Quanto tempo dura a dança? Quanto tempo você quer passar na plateia? Quanto tempo você tem pra dança?
Que a pandemia mexeu com a nossa percepção de tempo já sabemos. São recorrentes os comentários sobre como, vivendo uma retomada, encontramos novas confusões, e um processo complicado de readaptar aos tempos e às distâncias de um mundo que ainda mistura o presencial e o digital. Com o tempo da vida se reconfigurando, o tempo da dança parece que também se reajusta.
Desde o ano passado, tenho notado um encurtamento das durações das obras de dança. No geral, encontro menos obras que se aproximam ou passam uma hora de duração. Nesses casos mais raros, também tenho ouvido pessoas surpresas no público, com reações de “nossa, que longo!”, ao saberem que algo duraria “só” 50 minutos.
Nas temporadas, mesmo em companhias grandes, o tempo total dos programas das noites também me parece reduzido. Se antes parecia normal encontrar programas de 3 ou 4 obras, durando uma hora e meia, duas horas de apresentação, parece que padrão pós-pandemia está reduzido a duas coreografias, e uma hora, uma hora e quinze de duração.
O que tem aumentado é o tempo dos intervalos. De rápidas pausas técnicas e intervalos de 10min, agora tem dias que espero intervalos de 20min — que às vezes atrasam e duram mais que o planejado —, pra assistir uma segunda obra que dura menos tempo que o próprio intervalo. O que acontece? Estamos precisando de mais tempo de descanso? Mais tempo pra desligar entre as apresentações?
Os tempos têm a ver com a disposição — dos artistas e do público — mas também com um sentimento do momento. Do que uma hora no teatro representa hoje, e do que isso contabiliza no todo das atividades do dia de alguém. Mas os tempos também têm a ver com percepção: aquilo que é anunciado cria expectativas, organizações. Absolutamente ninguém no público vive aquele dia só para aquela apresentação.
E é isso que tem causado meu maior incômodo com o tempo da dança desses dias. Alerta: esta obra contém uma duração enganosa. 2023 é oficialmente o ano de reclamar que os espetáculos anunciam uma duração e apresentam outra. Nos extremos, esse ano já encontrei coisas que duravam uma hora a mais do que o planejado (mas ai é realmente um desvio estilo aberração, caso único), mas tá desesperadoramente comum encontrar apresentações mentindo a duração em vinte minutos, meia hora: tanto pra mais, como pra menos.
Talvez seja um reflexo de outras situações indesejadas: instabilidade de preparação, menos tempo de ensaio técnico e montagem, menos tempo de dedicação dos profissionais — as dificuldades com o tempo afetam a todos, público, técnicos e artistas. Mas é fato que o tempo não tem funcionado do mesmo jeito. O pós-novo-normal é uma coisa confusa. E a dança é uma arte de tempo. De presentificação do instante que não perdura, e se desfaz no instante seguinte. Como a dança de hoje, lida com o seu tempo? Com a inconstância do tempo que temos? Com o tempo da atenção do público? Afinal, qual é o tempo que você tem pra dança?
* Henrique Rochelle é crítico de dança, membro da APCA, doutor em Artes da Cena, com pós-doutoramento pela ECA/USP, onde foi Professor Colaborador, e é editor do site Outra Dança.
══════
■ ATIVIDADE:
Imprima sem nenhuma alteração o trecho do texto sobre o tempo da dança começando em "Os tempos têm" e terminando em "para aquela apresentação.".

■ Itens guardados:
══════
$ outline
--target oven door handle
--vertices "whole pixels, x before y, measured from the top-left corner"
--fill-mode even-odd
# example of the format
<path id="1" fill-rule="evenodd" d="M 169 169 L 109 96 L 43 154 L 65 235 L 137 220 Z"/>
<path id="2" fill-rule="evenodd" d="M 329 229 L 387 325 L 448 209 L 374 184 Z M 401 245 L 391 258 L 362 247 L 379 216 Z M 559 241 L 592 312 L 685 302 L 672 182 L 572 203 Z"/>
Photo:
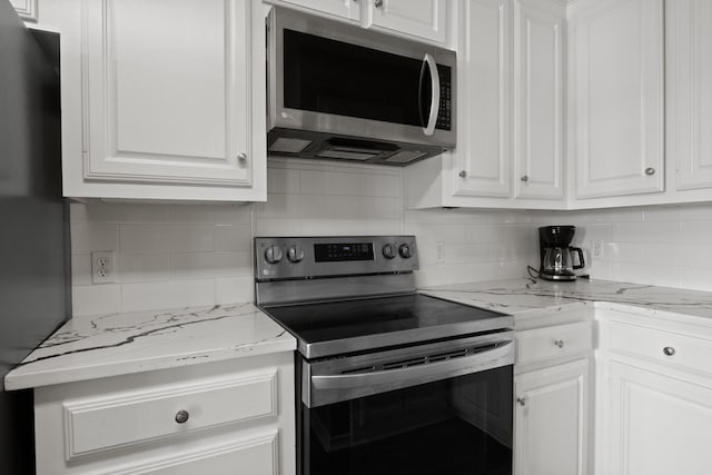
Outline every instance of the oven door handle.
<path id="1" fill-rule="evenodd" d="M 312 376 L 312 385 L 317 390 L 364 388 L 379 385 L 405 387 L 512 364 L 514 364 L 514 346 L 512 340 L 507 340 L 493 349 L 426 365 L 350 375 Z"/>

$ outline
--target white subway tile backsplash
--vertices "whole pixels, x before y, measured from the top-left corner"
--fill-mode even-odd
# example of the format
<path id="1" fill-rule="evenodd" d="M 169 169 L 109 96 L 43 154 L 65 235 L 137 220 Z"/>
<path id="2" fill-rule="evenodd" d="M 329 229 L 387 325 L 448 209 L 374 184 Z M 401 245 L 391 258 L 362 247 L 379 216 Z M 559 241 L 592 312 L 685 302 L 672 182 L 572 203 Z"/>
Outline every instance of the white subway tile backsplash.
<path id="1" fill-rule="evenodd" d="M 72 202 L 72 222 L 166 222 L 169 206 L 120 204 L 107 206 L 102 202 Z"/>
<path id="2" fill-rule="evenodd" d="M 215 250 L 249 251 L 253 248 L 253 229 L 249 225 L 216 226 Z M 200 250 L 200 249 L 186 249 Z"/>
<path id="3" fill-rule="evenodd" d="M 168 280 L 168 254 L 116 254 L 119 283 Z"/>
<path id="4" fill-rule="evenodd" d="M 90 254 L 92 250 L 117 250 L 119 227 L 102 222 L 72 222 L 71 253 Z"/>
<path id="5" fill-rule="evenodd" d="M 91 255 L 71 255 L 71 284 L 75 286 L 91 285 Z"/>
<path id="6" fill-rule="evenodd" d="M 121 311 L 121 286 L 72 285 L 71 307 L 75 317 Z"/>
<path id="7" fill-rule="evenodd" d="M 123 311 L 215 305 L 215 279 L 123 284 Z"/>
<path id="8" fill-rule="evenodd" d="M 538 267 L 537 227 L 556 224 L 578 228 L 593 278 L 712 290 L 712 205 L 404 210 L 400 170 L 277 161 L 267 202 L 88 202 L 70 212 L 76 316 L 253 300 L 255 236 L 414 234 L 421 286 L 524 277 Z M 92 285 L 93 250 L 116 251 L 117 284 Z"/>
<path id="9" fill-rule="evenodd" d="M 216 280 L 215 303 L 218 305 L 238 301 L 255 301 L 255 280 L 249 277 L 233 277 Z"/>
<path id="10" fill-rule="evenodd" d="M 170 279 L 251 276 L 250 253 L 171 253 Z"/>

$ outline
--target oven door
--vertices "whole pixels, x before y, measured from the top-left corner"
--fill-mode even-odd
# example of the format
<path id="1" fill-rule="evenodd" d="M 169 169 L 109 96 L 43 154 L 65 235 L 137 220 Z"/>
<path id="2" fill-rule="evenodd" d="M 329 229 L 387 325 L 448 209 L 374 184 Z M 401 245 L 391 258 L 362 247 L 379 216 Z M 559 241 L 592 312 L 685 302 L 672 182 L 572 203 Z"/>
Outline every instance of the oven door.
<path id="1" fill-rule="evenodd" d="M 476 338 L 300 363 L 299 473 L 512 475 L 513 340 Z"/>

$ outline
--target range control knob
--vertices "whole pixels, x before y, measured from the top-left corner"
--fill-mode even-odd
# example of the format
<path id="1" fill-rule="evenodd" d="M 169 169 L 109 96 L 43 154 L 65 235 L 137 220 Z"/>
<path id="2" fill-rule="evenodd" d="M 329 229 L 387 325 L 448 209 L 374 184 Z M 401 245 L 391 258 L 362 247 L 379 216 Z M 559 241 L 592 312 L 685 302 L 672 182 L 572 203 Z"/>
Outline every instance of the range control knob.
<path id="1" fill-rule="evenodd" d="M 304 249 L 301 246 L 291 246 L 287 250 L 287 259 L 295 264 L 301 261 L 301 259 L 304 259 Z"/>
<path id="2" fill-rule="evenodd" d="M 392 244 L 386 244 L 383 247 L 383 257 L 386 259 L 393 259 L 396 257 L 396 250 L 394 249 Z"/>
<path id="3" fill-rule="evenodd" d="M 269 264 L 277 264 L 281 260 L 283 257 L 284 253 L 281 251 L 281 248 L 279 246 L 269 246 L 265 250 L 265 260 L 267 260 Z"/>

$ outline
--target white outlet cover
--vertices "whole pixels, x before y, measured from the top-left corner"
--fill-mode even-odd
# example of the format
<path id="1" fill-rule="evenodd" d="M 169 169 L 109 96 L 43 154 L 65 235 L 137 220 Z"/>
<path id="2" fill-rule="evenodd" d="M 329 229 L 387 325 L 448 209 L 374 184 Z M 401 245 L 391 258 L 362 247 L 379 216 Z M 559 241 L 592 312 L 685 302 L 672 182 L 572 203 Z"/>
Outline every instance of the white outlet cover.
══════
■ RESPOSTA DA ATIVIDADE:
Os tempos têm a ver com a disposição — dos artistas e do público — mas também com um sentimento do momento. Do que uma hora no teatro representa hoje, e do que isso contabiliza no todo das atividades do dia de alguém. Mas os tempos também têm a ver com percepção: aquilo que é anunciado cria expectativas, organizações. Absolutamente ninguém no público vive aquele dia só para aquela apresentação.